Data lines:
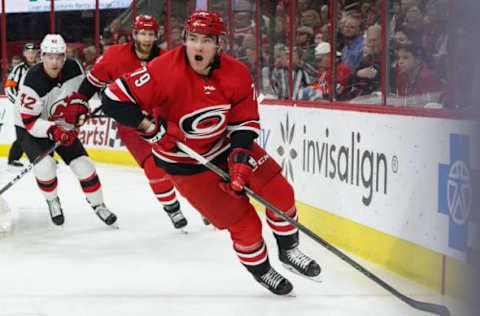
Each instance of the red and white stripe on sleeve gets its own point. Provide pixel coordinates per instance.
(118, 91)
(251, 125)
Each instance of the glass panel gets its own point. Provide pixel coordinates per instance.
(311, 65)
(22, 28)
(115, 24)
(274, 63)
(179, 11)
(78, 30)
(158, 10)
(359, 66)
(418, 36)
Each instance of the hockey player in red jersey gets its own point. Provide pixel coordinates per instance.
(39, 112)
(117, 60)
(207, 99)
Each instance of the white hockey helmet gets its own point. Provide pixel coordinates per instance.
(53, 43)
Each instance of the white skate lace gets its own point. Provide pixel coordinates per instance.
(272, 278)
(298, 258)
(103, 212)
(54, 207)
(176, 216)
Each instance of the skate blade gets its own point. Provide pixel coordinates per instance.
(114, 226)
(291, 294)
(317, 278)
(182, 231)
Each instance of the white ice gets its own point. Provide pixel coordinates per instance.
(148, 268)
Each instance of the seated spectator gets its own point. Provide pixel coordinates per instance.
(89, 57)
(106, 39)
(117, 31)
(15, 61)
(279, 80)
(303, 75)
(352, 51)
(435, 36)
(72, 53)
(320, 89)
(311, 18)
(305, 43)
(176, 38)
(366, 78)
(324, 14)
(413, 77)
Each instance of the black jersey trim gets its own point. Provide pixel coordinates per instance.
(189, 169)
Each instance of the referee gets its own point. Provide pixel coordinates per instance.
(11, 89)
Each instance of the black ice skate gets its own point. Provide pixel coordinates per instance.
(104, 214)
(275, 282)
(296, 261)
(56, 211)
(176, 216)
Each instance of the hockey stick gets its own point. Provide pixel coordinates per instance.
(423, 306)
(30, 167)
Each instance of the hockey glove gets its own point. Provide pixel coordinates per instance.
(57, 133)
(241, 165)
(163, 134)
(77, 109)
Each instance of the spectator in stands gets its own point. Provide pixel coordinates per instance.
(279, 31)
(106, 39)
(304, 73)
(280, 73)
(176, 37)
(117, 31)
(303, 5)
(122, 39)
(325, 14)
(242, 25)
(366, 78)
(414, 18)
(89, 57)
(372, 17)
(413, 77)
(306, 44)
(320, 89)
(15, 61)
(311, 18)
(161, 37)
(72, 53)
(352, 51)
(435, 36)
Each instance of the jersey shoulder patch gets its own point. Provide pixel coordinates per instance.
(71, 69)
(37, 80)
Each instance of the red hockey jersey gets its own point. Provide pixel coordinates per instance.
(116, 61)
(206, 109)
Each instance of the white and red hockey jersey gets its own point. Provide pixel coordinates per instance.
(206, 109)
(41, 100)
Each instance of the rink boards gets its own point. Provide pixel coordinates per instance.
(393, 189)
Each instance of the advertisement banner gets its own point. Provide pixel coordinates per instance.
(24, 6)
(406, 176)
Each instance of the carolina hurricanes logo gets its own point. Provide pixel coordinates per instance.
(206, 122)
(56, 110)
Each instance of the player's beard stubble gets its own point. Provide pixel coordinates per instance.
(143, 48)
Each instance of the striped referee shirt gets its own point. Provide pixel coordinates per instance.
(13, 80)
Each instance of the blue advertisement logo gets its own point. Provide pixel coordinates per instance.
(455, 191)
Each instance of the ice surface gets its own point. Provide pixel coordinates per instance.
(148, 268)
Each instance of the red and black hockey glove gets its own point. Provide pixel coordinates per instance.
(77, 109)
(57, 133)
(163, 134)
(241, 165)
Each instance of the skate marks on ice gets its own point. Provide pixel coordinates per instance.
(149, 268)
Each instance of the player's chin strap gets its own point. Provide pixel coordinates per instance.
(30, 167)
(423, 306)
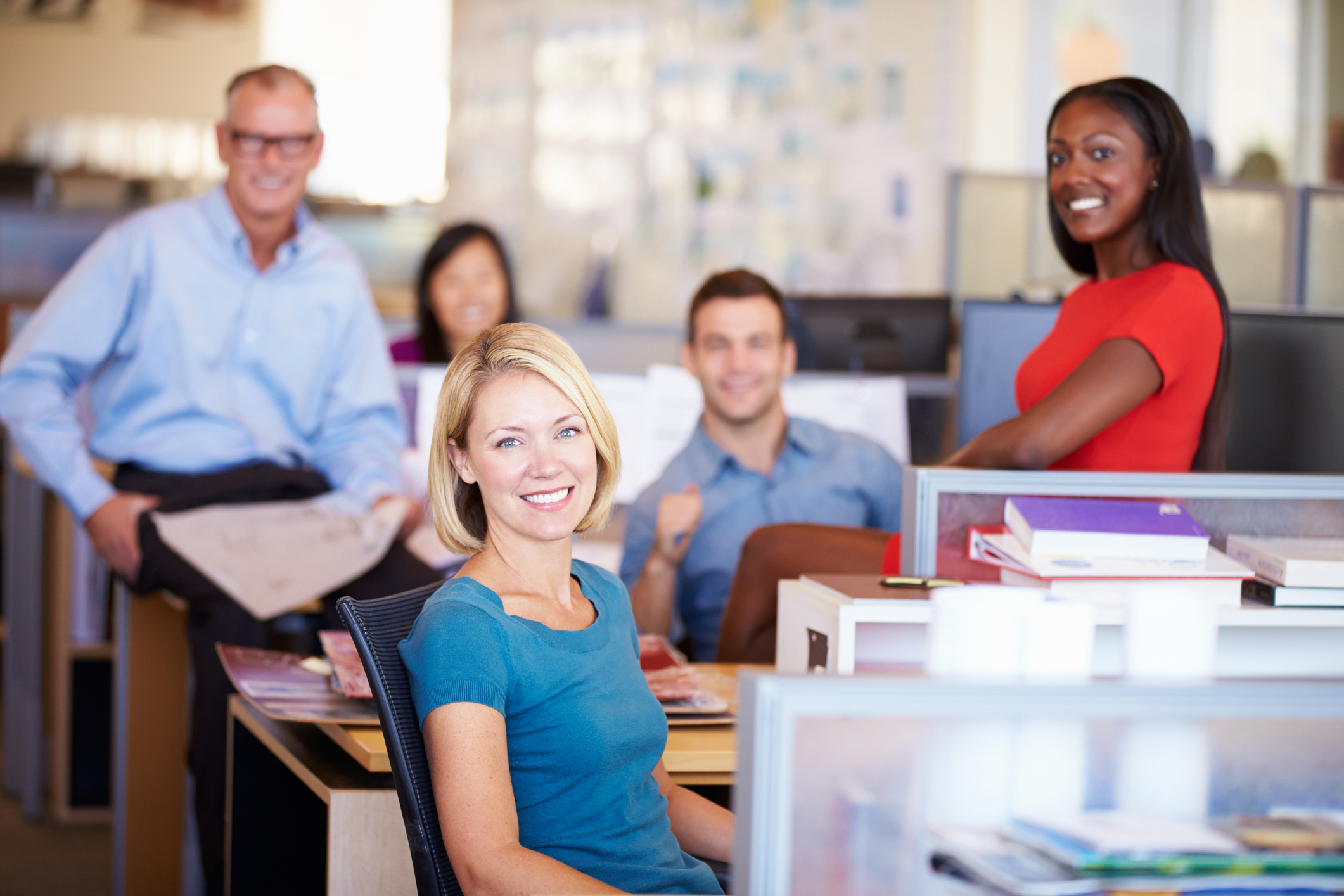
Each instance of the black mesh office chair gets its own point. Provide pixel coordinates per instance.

__Exercise__: Format every line of the records above as a JSON list of strings, one string per line, with blank lines omitted. Leave the pictures out of the answer.

__Complete answer__:
[
  "Each instance of the red and white stripe on sleeve gets its own point. Provide pixel coordinates per instance.",
  "(118, 91)",
  "(251, 125)",
  "Each instance of the glass panel gets its own point. Provide pixel coordinates per instance.",
  "(311, 65)",
  "(22, 28)",
  "(115, 24)",
  "(274, 63)",
  "(179, 11)",
  "(78, 30)",
  "(158, 10)",
  "(359, 66)",
  "(418, 36)",
  "Each instance of the hockey player in red jersey gets its own point. Provide pixel coordinates per instance.",
  "(39, 112)",
  "(117, 60)",
  "(207, 99)",
  "Each instance of the white hockey helmet gets its own point. Provide pixel coordinates per instance.",
  "(53, 43)",
  "Each instance of the white skate lace gets its own point. Provide pixel coordinates per instance.",
  "(272, 278)",
  "(298, 258)",
  "(103, 212)",
  "(54, 207)",
  "(176, 216)",
  "Each instance of the skate blade gets its own point. Provide pixel coordinates per instance.",
  "(114, 226)",
  "(291, 294)",
  "(317, 278)",
  "(182, 231)",
  "Each instance of the white ice gets its own point. Provide pixel coordinates per instance.",
  "(148, 268)",
  "Each instance of the seated spectator gets its own point. Provide pixel coordinates per instance.",
  "(89, 57)",
  "(106, 39)",
  "(117, 31)",
  "(15, 61)",
  "(279, 80)",
  "(303, 75)",
  "(352, 51)",
  "(435, 36)",
  "(72, 53)",
  "(320, 89)",
  "(311, 18)",
  "(305, 43)",
  "(176, 38)",
  "(366, 78)",
  "(324, 14)",
  "(413, 77)",
  "Each instance of the black jersey trim gets its own point. Provide pixel coordinates per instance.",
  "(189, 169)",
  "Each instance of the referee gets its own point. Provide pixel coordinates per instance.",
  "(11, 89)",
  "Each instance of the black ice skate gets its own point. Provide pixel coordinates per instance.",
  "(104, 214)",
  "(275, 282)",
  "(296, 261)",
  "(56, 211)",
  "(176, 216)",
  "Each instance of the hockey stick gets its own point. Provide pixel coordinates per instance.",
  "(423, 306)",
  "(30, 167)",
  "Each instance of the hockey glove gets its own point. Provide pixel coordinates per instance.",
  "(57, 133)",
  "(241, 165)",
  "(163, 134)",
  "(77, 109)",
  "Each instance of the spectator in stands gets its own point. Provide pixel coordinates per instance.",
  "(279, 31)",
  "(106, 39)",
  "(304, 73)",
  "(280, 73)",
  "(176, 37)",
  "(117, 31)",
  "(303, 5)",
  "(122, 39)",
  "(325, 14)",
  "(242, 25)",
  "(366, 78)",
  "(414, 18)",
  "(89, 57)",
  "(372, 17)",
  "(413, 77)",
  "(306, 44)",
  "(320, 89)",
  "(15, 61)",
  "(311, 18)",
  "(161, 37)",
  "(72, 53)",
  "(352, 51)",
  "(435, 36)",
  "Each instance of the jersey shoulder patch gets its own point. Provide pixel coordinates per instance.",
  "(71, 69)",
  "(37, 80)",
  "Each instance of the red hockey jersey gets its own point. Provide pixel coordinates per instance.",
  "(116, 61)",
  "(206, 109)",
  "Each instance of the white and red hockey jersey gets its own point. Provide pixel coordinates per instance.",
  "(206, 109)",
  "(41, 100)",
  "Each instance of the rink boards gets its own point. Provide pixel coordinates per instance.",
  "(393, 189)",
  "Each instance of the advertisement banner gets its own point. Provide pixel coordinates per instance.",
  "(24, 6)",
  "(406, 176)",
  "Each instance of the carolina hurricanes logo gets its own point. Provide pixel coordinates per instance.",
  "(206, 122)",
  "(56, 110)",
  "Each instance of the player's beard stubble gets its own point. Provide pixel coordinates per instance.",
  "(143, 48)",
  "Each instance of the striped referee shirt gets its own point. Provide pixel coordinates per instance.",
  "(13, 80)",
  "Each instance of the blue advertisement logo gets its own point. Provide pixel coordinates per instance.",
  "(455, 191)",
  "Each instance of the ice surface gets its own point. Provide pixel coordinates per instance.",
  "(148, 268)",
  "Each instance of the red and black hockey glove gets its own point. Provide pixel coordinates per instance.",
  "(77, 109)",
  "(57, 133)",
  "(163, 134)",
  "(241, 165)",
  "Each instance of the skate marks on ice gets its own point. Provide pixel coordinates per instance.",
  "(149, 268)",
  "Each instance of the player's chin strap gets its own point. Provide pixel coordinates per instance.",
  "(30, 167)",
  "(423, 306)",
  "Each instance of the black mesh office chair gets its own point. Provide pixel coordinates per instance."
]